:: 本文抜粋 ::
『恋踏 ~コイブミ~』は2012年にWIN用として、エムサイズから発売されました。
間口は広いはずなのに、でも実は深いというマゾ向けゲームになります。
<概要>
ゲームジャンルはノベル系ADVになります。
選択肢は少なく、各ENDまで2回しかでてきません。
選択肢でセーブすれば十分なので、攻略は容易でしょう。
同人サークルのエムサイズの作品で、簡単に言えばマゾ向けゲームになります。
ヒロインは転向してきたイトコの早智子と、部活の後輩の野枝の2人です。
あらすじは以下の通り。
平穏な毎日を送る主人公の学園に転校してきた一人の美少女・平塚早智子。
彼女は数年ぶりに再会した、主人公のイトコだった。
主人公とその親友・章平、そして早智子の三人はすぐに意気投合し、日々親交を深めていく。
だが早智子の美脚が醸し出す魅力は、次第に三人の関係を狂わせてゆく……。
<感想>
一般的には、ある属性について間口が広く多くの人が楽しみやすいものは、えてして浅くなりがちですし、逆に初心者お断りな感じの狭い作品は深くなる傾向があると思います。
:::
:: 提示データ ::
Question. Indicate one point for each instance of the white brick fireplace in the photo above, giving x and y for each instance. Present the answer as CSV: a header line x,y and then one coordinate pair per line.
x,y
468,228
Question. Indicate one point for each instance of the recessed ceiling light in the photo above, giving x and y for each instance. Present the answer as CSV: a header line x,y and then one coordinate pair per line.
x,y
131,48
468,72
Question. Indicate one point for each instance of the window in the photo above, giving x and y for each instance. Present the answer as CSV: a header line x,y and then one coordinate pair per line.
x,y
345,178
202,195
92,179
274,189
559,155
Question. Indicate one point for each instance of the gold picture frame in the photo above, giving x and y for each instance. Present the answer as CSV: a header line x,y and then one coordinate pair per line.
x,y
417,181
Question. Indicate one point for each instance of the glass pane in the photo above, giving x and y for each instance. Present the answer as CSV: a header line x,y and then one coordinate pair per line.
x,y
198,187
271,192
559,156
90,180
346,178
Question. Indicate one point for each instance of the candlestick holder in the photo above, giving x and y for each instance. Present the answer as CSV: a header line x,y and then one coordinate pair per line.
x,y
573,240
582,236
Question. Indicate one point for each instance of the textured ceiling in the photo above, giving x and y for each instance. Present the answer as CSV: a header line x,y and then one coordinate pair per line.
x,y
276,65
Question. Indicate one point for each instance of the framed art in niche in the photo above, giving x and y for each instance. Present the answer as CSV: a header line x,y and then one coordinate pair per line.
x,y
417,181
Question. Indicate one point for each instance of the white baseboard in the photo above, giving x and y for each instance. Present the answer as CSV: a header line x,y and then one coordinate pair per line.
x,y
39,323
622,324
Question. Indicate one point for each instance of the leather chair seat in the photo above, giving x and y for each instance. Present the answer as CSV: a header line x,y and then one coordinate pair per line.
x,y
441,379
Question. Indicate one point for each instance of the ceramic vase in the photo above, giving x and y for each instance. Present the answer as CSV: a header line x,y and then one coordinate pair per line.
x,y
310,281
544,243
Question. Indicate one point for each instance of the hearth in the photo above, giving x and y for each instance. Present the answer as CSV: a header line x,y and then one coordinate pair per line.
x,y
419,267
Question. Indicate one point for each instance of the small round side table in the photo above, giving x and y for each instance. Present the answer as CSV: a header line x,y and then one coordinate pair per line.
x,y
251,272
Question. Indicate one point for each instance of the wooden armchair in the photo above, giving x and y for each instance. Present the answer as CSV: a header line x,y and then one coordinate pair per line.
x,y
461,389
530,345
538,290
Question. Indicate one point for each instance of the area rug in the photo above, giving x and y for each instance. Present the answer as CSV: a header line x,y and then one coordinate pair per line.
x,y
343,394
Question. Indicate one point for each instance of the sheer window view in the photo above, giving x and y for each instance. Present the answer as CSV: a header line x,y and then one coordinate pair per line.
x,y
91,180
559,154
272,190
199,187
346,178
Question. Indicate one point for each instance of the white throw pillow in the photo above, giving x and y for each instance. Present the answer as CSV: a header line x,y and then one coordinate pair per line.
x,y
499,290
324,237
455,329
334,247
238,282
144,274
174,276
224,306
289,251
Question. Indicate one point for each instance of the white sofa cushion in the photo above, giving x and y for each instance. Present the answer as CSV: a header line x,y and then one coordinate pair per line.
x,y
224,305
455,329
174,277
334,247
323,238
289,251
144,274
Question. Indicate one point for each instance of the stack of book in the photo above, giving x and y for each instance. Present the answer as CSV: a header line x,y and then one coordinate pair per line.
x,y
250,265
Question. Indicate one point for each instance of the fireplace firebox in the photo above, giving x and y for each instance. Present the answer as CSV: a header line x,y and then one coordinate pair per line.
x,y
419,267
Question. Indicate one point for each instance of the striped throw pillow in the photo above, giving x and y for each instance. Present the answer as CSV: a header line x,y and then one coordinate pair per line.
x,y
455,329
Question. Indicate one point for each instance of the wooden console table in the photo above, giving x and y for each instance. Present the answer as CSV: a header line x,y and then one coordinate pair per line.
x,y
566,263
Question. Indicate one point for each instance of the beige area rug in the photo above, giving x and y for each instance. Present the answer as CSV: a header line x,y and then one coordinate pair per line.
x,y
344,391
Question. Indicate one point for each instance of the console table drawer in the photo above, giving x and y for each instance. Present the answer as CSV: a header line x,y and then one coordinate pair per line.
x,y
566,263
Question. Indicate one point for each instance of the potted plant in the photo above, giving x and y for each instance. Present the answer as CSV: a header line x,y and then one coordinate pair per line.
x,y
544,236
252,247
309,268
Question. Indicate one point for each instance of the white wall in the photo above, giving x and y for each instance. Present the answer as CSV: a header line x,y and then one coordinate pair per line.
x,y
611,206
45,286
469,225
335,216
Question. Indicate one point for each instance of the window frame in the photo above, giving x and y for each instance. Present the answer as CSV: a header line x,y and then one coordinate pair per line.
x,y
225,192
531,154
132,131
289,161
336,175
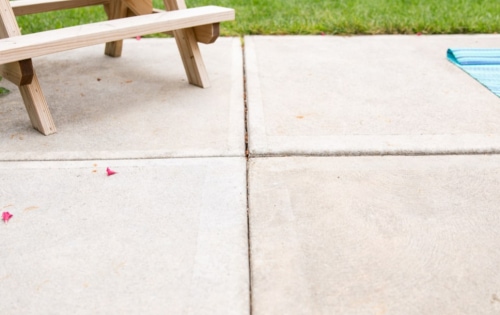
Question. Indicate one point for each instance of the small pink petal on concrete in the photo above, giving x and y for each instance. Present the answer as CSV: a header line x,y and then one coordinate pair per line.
x,y
110,172
6,216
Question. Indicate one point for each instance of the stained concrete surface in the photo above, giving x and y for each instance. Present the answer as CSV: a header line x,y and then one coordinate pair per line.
x,y
136,106
375,235
168,233
329,95
160,236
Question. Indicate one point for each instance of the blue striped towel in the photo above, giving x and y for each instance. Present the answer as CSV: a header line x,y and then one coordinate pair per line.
x,y
481,64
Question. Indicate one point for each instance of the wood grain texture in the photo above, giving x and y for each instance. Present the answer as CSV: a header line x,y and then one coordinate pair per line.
x,y
23,7
19,73
43,43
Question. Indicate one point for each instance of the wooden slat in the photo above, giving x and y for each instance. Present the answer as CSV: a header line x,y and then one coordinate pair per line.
x,y
37,108
43,43
23,7
20,73
116,10
206,34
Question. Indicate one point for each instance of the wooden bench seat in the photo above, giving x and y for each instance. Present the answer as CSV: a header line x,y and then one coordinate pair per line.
x,y
127,18
38,44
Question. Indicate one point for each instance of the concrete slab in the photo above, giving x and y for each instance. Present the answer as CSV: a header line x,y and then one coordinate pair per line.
:::
• [課題] 上にある『恋踏 ~コイブミ~』の紹介文から、「間口は広いはずなのに、でも実は深いというマゾ向けゲームになります。」に始まり「だが早智子の美脚が醸し出す魅力は、次第に三人の関係を狂わせてゆく……。」に終わる部分を一字一句変えずに書き写してください。

• [解答]
間口は広いはずなのに、でも実は深いというマゾ向けゲームになります。
<概要>
ゲームジャンルはノベル系ADVになります。
選択肢は少なく、各ENDまで2回しかでてきません。
選択肢でセーブすれば十分なので、攻略は容易でしょう。
同人サークルのエムサイズの作品で、簡単に言えばマゾ向けゲームになります。
ヒロインは転向してきたイトコの早智子と、部活の後輩の野枝の2人です。
あらすじは以下の通り。
平穏な毎日を送る主人公の学園に転校してきた一人の美少女・平塚早智子。
彼女は数年ぶりに再会した、主人公のイトコだった。
主人公とその親友・章平、そして早智子の三人はすぐに意気投合し、日々親交を深めていく。
だが早智子の美脚が醸し出す魅力は、次第に三人の関係を狂わせてゆく……。